Select each line in the entries below that contains the string "foliage".

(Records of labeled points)
====

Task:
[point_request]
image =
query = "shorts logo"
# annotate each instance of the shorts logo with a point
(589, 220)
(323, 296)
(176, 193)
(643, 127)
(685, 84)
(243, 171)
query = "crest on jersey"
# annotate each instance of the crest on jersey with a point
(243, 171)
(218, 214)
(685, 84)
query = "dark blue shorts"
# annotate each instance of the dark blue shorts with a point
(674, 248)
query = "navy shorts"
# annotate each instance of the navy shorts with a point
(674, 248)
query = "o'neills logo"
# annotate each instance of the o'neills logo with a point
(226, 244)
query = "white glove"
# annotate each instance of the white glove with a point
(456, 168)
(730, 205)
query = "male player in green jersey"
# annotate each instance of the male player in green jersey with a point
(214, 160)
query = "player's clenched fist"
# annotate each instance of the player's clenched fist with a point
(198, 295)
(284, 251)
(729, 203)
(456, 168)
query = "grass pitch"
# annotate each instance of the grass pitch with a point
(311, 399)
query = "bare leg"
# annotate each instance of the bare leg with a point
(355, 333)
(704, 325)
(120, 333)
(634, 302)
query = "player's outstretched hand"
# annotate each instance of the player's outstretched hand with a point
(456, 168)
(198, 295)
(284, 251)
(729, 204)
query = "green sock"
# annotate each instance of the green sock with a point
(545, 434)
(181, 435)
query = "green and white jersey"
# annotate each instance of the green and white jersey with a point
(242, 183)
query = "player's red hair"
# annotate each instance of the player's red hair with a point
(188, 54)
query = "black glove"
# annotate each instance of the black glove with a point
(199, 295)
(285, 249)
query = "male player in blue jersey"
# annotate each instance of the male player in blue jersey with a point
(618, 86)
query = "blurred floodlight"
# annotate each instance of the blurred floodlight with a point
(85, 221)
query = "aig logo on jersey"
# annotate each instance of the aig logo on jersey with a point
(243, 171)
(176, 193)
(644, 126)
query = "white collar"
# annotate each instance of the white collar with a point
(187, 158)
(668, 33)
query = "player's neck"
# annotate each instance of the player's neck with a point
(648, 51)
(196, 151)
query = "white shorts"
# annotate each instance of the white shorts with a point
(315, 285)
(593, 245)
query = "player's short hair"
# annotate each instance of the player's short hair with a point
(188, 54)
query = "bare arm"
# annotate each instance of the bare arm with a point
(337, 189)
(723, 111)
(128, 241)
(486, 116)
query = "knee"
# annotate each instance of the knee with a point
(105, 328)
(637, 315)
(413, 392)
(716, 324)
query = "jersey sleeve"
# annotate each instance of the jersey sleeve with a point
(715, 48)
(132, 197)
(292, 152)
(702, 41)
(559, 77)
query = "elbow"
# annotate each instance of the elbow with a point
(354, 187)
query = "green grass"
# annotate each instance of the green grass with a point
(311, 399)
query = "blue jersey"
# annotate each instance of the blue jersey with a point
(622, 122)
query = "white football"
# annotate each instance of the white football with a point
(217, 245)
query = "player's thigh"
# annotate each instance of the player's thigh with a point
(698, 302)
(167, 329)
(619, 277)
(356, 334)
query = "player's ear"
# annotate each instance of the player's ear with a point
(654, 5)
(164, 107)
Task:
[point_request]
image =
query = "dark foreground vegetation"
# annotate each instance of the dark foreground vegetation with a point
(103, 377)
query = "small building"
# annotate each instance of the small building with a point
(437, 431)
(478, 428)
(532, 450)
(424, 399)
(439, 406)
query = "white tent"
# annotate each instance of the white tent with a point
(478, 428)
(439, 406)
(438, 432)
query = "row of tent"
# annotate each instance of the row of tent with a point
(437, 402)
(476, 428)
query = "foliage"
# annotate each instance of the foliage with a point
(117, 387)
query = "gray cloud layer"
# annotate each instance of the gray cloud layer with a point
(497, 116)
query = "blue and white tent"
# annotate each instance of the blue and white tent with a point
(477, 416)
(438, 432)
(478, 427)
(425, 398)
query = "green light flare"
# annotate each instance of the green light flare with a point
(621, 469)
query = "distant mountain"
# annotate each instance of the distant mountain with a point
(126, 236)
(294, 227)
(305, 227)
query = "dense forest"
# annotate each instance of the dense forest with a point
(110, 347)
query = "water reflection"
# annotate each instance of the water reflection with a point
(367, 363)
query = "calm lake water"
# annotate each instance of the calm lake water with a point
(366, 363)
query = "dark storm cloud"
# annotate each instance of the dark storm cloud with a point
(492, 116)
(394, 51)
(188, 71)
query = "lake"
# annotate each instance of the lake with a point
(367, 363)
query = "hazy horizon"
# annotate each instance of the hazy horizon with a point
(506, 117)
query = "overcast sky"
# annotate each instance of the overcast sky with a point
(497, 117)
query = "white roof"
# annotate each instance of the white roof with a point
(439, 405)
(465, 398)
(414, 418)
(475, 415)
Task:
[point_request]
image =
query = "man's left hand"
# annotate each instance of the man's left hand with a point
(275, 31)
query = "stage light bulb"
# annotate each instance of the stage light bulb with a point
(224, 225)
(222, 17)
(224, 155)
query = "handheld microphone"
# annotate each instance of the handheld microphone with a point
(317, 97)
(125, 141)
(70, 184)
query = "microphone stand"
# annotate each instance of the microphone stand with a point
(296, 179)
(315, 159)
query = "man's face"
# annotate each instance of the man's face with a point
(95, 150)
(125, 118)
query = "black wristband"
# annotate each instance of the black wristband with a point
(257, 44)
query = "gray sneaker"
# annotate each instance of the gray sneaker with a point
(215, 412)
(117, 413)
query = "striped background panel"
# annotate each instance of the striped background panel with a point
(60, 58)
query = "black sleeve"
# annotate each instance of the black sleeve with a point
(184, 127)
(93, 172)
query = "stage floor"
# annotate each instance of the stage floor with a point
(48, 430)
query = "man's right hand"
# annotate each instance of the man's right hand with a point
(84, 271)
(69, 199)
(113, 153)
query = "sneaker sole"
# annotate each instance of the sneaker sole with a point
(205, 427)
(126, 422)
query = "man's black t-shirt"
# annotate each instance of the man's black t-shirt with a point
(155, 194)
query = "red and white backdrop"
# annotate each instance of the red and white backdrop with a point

====

Complete answer
query = "foliage"
# annotate each instance of the foliage with a point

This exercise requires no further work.